**LISTED ENTRIES**
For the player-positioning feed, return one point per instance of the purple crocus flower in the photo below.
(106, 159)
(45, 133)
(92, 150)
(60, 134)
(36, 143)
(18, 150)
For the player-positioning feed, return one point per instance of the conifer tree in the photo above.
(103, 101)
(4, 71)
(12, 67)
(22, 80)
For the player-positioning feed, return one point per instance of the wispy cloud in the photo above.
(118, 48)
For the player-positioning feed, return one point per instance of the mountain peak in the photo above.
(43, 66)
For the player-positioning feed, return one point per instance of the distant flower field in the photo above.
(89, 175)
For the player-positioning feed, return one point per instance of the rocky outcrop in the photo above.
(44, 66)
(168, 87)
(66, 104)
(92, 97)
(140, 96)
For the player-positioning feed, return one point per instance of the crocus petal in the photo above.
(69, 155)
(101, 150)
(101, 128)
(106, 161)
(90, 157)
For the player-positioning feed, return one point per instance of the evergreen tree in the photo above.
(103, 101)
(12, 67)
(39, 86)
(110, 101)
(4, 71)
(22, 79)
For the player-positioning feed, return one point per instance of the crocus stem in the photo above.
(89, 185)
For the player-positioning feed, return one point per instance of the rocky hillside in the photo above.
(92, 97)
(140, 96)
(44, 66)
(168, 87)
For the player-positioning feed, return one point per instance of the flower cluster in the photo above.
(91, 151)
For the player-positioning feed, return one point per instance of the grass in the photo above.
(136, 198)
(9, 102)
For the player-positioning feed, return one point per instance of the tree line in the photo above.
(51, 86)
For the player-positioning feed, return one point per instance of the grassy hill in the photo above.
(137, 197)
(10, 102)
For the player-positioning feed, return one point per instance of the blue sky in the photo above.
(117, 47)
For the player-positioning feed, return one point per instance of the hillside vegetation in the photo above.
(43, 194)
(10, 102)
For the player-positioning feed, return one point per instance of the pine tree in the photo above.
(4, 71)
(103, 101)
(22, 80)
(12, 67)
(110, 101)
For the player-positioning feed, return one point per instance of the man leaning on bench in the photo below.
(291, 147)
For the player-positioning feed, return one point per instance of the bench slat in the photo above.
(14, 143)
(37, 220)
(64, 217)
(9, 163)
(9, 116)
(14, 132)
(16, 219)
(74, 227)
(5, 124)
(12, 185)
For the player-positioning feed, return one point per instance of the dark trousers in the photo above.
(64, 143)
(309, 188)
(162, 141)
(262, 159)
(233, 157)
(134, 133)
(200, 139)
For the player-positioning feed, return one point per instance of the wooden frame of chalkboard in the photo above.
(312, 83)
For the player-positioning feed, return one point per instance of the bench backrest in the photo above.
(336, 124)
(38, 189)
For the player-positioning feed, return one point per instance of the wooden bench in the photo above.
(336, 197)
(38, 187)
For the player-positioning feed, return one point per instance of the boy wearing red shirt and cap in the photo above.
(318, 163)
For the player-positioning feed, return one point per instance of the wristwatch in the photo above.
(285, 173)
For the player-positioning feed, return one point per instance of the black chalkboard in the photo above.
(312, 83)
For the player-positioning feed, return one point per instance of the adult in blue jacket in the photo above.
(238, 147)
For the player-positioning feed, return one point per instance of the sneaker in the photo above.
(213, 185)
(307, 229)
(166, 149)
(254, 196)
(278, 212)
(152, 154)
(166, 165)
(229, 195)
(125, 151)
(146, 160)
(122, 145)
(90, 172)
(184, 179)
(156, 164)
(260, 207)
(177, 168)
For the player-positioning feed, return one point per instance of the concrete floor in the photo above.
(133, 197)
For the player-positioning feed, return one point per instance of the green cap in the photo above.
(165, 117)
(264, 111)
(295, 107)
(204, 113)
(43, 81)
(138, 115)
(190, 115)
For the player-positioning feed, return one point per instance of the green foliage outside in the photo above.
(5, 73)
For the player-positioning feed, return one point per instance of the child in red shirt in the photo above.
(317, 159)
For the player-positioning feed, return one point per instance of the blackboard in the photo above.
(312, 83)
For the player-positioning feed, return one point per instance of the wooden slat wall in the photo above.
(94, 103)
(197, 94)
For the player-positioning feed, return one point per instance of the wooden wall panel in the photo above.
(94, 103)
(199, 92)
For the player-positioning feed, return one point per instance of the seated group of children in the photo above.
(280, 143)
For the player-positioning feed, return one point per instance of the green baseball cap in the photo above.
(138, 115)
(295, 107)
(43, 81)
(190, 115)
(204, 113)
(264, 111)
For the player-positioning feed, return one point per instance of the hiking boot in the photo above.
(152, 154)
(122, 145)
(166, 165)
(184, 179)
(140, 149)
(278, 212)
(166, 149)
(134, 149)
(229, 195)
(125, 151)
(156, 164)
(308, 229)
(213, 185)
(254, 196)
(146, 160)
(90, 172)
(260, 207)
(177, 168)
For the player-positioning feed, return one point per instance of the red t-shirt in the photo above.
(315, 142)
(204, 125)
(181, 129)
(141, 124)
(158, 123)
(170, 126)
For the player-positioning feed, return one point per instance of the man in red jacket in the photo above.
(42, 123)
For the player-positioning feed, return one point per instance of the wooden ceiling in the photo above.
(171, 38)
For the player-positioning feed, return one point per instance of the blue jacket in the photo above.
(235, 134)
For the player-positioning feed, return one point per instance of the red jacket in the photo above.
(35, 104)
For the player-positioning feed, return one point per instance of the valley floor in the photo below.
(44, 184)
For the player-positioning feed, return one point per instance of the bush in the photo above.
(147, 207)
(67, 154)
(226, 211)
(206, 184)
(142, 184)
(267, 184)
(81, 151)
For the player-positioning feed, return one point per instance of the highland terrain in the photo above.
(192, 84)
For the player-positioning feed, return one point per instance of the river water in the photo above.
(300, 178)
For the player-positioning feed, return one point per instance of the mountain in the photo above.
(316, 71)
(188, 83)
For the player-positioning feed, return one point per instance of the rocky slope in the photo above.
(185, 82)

**DIRECTIONS**
Type the whole listing again, unaltered.

**THE ANSWER**
For the player-positioning feed, return one point per instance of the purple crocus flower in the photo below.
(106, 159)
(45, 133)
(92, 150)
(60, 134)
(36, 143)
(18, 150)
For the player-positioning feed, return one point per instance of the conifer tree in the photo above.
(103, 101)
(4, 71)
(12, 67)
(22, 80)
For the player-positioning feed, return one point per instance of the wispy cloud in the photo above.
(118, 48)
For the player-positioning feed, return one point per instance of the mountain peak in the photo above.
(43, 66)
For the player-positioning feed, return one point per instance of the distant flower field in the photo above.
(89, 175)
For the player-positioning feed, return one point per instance of the rocky outcrop in the photo above.
(44, 66)
(168, 87)
(66, 104)
(92, 97)
(140, 96)
For the player-positioning feed, return one point per instance of the crocus petal in the photo above.
(69, 155)
(101, 150)
(101, 128)
(106, 161)
(90, 157)
For the player-positioning feed, return one point per instance of the evergreen tree in the photo above.
(103, 101)
(12, 67)
(39, 86)
(110, 101)
(4, 71)
(22, 79)
For the player-positioning feed, return one point per instance of the crocus stem in the photo above.
(89, 185)
For the player-positioning feed, return one point per instance of the rocky hillside in the photo above.
(92, 97)
(140, 96)
(44, 66)
(168, 87)
For the player-positioning feed, return one point per instance of the flower cluster in the photo above.
(91, 151)
For the player-positioning feed, return one point per instance of the grass in the photo above.
(136, 198)
(9, 102)
For the player-positioning feed, return one point per instance of the tree line in the photo above.
(51, 86)
For the player-positioning feed, return one point per instance of the grassy hill in the photo above.
(137, 197)
(10, 102)
For the player-positioning feed, return one point per instance of the blue sky in the photo above.
(117, 47)
For the player-positioning feed, return one point per instance of the hillside vegetation in the photo above.
(43, 194)
(10, 102)
For the player-positioning feed, return one point per instance of the pine tree in the photo above.
(4, 71)
(103, 101)
(22, 80)
(12, 67)
(110, 101)
For the player-positioning feed, return one point per instance of the man leaning on bench in the photo below.
(291, 147)
For the player-positioning feed, return one point per instance of the bench slat in the photo above.
(14, 143)
(37, 220)
(64, 217)
(9, 163)
(9, 116)
(14, 132)
(16, 219)
(74, 227)
(5, 124)
(12, 185)
For the player-positioning feed, return one point per instance of the dark trousers in the photo above.
(64, 143)
(309, 188)
(162, 141)
(262, 159)
(233, 157)
(134, 133)
(200, 139)
For the player-positioning feed, return one point per instance of the wooden frame of chalkboard in the photo above.
(312, 83)
For the player-positioning feed, return one point per instance of the bench backrest in the photo above.
(336, 124)
(38, 189)
For the player-positioning feed, return one point per instance of the wooden bench in the photo above.
(336, 197)
(38, 187)
For the player-positioning feed, return one point per instance of the boy wearing red shirt and cap in the photo above.
(318, 163)
For the player-positioning feed, return one point per instance of the wristwatch in the photo above.
(285, 173)
For the player-positioning feed, return one point per instance of the black chalkboard in the photo above.
(312, 83)
For the player-positioning feed, return one point per instance of the adult in blue jacket in the photo above.
(238, 147)
For the player-positioning feed, return one point per instance of the sneaker in the photo above.
(213, 185)
(307, 229)
(166, 149)
(254, 196)
(278, 212)
(152, 154)
(166, 165)
(229, 195)
(125, 151)
(146, 160)
(122, 145)
(90, 172)
(184, 179)
(156, 164)
(260, 207)
(177, 168)
For the player-positioning feed, return one point per instance of the concrete floor in the photo above.
(133, 197)
For the player-positioning feed, return one point per instance of the green cap in the photo above.
(165, 117)
(264, 111)
(295, 107)
(204, 113)
(43, 81)
(138, 115)
(190, 115)
For the player-positioning feed, return one point per instance of the green foliage outside in the photo above.
(5, 73)
For the player-positioning feed, return one point per instance of the child in red shirt in the photo above.
(317, 159)
For the player-positioning feed, return one point per instance of the blackboard in the photo above.
(312, 83)
For the player-positioning feed, return one point per instance of the wooden slat wall in the photo above.
(94, 103)
(197, 94)
For the player-positioning feed, return one point per instance of the wooden wall panel in the photo above.
(94, 103)
(199, 92)
For the player-positioning feed, return one point per instance of the seated group of children in the photo above.
(280, 143)
For the player-positioning feed, return one point per instance of the green baseball cap in the photo above.
(138, 115)
(295, 107)
(43, 81)
(190, 115)
(204, 113)
(264, 111)
For the player-positioning feed, return one point per instance of the hiking boot in the photo above.
(152, 154)
(122, 145)
(166, 165)
(184, 179)
(140, 149)
(278, 212)
(166, 149)
(134, 149)
(229, 195)
(125, 151)
(156, 164)
(308, 229)
(213, 185)
(254, 196)
(146, 160)
(90, 172)
(260, 207)
(177, 168)
For the player-positioning feed, return one point per instance of the red t-shirt in the photo above.
(315, 142)
(204, 125)
(181, 129)
(141, 124)
(158, 123)
(170, 126)
For the player-positioning feed, return one point per instance of the man in red jacket in the photo above.
(42, 123)
For the player-positioning feed, return one point per instance of the wooden ceiling in the photo above.
(171, 38)
For the player-positioning feed, return one point per instance of the blue jacket in the photo above.
(235, 134)
For the player-positioning feed, return one point per instance of the red jacket in the photo above.
(35, 104)
For the player-positioning feed, return one point per instance of the valley floor in the photo below.
(44, 184)
For the player-positioning feed, return one point per instance of the bush in the photo above.
(147, 207)
(67, 154)
(226, 211)
(206, 184)
(142, 184)
(267, 184)
(81, 151)
For the player-positioning feed, return one point per instance of the highland terrain in the photo above.
(192, 84)
For the player-positioning feed, return one point per instance of the river water in the photo above.
(300, 178)
For the player-positioning feed, return one point per instance of the mountain in the photo above.
(316, 71)
(188, 83)
For the player-positioning feed, return one point per instance of the rocky slope in the photo above.
(185, 82)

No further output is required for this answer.